WHAT TO PRODUCE |
Reproduce only the lines of the items starting at the one containing "of the metal" and ending at the last item, requests included. Increase every x and y coordinate in the answers by 145.

(Items for identifying locations)
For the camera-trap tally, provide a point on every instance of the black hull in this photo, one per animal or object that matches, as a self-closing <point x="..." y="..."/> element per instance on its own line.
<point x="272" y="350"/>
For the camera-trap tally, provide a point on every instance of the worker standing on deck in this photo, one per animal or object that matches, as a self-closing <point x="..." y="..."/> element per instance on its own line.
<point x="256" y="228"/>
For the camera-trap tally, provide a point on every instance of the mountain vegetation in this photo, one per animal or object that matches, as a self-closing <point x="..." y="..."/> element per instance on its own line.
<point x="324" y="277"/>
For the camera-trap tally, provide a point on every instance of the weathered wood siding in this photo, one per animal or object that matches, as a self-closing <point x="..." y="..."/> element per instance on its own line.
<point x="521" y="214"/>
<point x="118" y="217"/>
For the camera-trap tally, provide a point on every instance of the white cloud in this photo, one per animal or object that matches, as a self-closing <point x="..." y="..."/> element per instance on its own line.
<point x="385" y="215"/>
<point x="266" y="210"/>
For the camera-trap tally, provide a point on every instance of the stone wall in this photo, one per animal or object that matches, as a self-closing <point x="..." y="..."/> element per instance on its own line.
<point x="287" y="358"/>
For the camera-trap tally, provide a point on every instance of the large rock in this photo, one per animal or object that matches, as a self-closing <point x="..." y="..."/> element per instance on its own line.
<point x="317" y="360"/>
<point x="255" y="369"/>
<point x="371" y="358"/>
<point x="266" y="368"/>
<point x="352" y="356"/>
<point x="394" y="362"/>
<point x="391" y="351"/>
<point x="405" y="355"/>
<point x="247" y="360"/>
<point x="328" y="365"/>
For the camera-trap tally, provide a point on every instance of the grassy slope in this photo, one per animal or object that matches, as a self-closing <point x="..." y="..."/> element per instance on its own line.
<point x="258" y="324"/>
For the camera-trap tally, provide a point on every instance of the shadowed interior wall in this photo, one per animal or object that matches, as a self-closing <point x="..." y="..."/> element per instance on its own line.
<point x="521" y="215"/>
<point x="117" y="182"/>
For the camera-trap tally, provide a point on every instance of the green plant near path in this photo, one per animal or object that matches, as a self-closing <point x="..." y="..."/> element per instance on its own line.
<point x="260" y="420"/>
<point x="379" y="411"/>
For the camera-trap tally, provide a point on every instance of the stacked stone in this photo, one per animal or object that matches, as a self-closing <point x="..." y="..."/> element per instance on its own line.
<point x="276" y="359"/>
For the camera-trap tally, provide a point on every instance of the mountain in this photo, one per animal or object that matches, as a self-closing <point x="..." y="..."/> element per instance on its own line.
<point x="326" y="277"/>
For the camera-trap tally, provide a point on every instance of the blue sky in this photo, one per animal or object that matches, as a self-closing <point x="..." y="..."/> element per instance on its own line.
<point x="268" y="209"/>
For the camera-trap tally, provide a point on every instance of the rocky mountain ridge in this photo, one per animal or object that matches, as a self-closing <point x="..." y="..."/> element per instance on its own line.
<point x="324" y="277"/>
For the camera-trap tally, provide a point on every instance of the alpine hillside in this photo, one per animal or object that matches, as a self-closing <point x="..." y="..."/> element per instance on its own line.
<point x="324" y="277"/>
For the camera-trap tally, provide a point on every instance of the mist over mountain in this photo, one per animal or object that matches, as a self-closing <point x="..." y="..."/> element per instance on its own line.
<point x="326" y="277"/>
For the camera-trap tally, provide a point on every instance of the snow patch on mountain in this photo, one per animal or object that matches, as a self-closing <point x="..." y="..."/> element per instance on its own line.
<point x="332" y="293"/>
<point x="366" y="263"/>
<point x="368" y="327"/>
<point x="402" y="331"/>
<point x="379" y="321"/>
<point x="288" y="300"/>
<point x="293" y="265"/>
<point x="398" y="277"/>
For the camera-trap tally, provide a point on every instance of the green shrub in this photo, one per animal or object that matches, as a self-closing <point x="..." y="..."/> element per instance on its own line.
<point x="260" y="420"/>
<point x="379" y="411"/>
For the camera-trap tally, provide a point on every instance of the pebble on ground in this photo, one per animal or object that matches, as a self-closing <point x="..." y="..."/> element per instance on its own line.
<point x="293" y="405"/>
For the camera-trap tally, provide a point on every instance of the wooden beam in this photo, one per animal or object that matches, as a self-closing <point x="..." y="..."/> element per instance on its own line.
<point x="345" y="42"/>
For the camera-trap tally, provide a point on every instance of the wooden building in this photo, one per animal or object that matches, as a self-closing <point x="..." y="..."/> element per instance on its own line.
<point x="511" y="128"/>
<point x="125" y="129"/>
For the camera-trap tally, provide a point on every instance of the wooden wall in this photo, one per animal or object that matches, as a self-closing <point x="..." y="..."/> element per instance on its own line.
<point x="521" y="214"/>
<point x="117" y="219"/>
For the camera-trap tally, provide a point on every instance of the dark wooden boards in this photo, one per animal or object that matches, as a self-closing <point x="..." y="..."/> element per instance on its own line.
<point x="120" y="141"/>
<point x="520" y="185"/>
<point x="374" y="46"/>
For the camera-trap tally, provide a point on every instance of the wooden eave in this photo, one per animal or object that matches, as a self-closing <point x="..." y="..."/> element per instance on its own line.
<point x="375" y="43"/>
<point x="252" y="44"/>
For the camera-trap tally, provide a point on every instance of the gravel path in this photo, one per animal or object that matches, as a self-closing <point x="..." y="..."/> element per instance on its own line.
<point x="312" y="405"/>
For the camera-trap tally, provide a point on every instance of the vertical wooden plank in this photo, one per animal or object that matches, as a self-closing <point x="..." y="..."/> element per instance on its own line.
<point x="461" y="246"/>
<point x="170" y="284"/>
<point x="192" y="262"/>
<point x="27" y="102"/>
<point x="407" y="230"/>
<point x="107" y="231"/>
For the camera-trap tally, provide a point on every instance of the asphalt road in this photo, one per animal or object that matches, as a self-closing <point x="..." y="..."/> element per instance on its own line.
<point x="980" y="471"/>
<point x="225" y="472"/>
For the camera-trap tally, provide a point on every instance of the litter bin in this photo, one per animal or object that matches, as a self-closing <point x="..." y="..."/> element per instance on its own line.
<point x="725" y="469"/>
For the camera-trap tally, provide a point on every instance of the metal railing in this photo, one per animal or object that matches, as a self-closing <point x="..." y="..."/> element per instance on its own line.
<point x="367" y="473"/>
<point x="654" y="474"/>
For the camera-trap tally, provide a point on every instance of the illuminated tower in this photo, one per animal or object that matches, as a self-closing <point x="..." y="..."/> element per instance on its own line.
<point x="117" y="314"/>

ANSWER TO THE TASK |
For the camera-trap tally, provide a point on every instance of the metal railing in this photo, one per animal or object that matches, as a self-closing <point x="..." y="..."/> element per instance on its own line.
<point x="512" y="618"/>
<point x="799" y="619"/>
For the camera-trap tally, provide a point on every instance of the illuminated tower in this photo, one per animal or object that matches, as a self-closing <point x="..." y="..."/> element per instance on its own line.
<point x="262" y="459"/>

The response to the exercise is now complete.